● DATASET ROWS:
****************************************

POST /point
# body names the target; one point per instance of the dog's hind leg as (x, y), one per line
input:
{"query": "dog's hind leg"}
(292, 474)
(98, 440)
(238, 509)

****************************************

Can you recast every line of the records above as a numbered list, leaving out any blank lines?

● RESPONSE FOR THIS EXERCISE:
1. POST /point
2. # body names the target; one point per instance of the dog's hind leg as (x, y), one per line
3. input:
4. {"query": "dog's hind leg"}
5. (292, 474)
6. (98, 440)
7. (238, 509)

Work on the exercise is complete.